> _EXERCISE INSTRUCTIONS_
Please return every line below that contains the string "hand".

> _INFORMATION GIVEN_
== Segment start ==
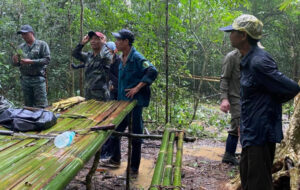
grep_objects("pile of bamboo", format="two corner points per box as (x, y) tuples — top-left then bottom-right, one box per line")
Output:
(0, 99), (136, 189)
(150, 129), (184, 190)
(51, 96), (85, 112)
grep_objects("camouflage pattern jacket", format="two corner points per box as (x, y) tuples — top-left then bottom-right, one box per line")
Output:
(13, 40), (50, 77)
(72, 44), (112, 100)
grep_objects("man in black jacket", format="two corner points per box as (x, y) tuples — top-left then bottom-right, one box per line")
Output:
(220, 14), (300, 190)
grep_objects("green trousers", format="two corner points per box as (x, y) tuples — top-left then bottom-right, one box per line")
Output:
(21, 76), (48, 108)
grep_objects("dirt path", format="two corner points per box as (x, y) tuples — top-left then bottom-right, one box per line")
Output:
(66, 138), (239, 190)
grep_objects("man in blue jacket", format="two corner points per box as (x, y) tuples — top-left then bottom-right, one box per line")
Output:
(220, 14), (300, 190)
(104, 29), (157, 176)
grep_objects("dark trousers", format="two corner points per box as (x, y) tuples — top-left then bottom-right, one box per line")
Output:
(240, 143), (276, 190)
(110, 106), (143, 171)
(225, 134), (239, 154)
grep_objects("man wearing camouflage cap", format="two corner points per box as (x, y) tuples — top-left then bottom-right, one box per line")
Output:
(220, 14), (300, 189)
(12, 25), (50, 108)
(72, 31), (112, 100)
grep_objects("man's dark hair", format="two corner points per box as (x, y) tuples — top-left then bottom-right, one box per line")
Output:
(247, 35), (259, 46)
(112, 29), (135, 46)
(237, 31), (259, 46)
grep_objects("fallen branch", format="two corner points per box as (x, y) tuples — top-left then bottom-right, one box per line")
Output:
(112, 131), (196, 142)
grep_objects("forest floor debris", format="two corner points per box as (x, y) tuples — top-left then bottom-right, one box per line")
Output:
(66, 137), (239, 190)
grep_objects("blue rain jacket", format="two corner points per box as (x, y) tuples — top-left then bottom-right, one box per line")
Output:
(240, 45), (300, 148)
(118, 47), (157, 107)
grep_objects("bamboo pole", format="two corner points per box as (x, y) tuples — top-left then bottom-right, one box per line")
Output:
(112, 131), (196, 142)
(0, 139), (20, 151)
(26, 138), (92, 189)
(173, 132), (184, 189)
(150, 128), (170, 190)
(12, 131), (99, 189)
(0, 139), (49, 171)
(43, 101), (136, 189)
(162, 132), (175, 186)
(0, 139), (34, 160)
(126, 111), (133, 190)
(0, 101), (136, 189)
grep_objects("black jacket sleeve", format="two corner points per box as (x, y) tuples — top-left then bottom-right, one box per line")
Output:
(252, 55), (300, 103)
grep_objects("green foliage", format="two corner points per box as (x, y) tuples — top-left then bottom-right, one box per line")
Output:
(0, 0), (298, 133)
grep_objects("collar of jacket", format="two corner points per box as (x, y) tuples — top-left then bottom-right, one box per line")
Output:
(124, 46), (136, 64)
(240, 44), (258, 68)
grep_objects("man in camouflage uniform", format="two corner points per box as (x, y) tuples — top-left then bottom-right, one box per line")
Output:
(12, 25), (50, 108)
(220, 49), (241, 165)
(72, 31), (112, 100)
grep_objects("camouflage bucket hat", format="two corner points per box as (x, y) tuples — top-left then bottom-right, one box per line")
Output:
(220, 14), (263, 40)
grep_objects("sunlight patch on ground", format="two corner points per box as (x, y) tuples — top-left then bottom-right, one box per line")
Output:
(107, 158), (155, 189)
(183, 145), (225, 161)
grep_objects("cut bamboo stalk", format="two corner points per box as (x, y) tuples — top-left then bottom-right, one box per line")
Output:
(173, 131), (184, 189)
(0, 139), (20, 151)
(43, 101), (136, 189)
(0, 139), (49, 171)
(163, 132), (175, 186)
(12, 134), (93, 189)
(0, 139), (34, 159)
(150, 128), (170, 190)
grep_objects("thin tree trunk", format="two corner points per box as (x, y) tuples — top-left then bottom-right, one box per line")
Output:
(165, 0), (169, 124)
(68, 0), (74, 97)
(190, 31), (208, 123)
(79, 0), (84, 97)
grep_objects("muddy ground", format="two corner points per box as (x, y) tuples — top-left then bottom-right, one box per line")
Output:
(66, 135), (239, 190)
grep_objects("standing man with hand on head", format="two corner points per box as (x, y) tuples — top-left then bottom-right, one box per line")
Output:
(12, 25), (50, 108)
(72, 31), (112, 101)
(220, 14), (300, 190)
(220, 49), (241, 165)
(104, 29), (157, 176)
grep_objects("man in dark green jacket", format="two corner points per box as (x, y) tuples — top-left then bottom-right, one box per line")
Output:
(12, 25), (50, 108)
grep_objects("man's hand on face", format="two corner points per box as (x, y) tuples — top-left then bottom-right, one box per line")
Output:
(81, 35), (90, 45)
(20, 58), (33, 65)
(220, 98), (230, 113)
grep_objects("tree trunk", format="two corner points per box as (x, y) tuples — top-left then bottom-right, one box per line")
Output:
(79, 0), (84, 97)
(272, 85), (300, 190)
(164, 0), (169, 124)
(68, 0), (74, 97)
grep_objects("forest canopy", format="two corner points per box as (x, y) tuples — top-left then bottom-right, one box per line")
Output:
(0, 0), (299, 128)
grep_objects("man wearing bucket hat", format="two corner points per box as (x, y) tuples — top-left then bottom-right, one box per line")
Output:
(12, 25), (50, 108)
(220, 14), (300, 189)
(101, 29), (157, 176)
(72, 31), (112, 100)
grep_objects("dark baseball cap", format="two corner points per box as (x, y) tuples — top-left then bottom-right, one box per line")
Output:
== Segment end ==
> _RESULT_
grep_objects("standing man with hand on head", format="two corner points per box as (x, y) tuples — top-left then bottom-right, one box per line")
grep_objects("man's hand on face", format="two corner points per box as (x, y) tuples — top-left then bottom-right, one box per line")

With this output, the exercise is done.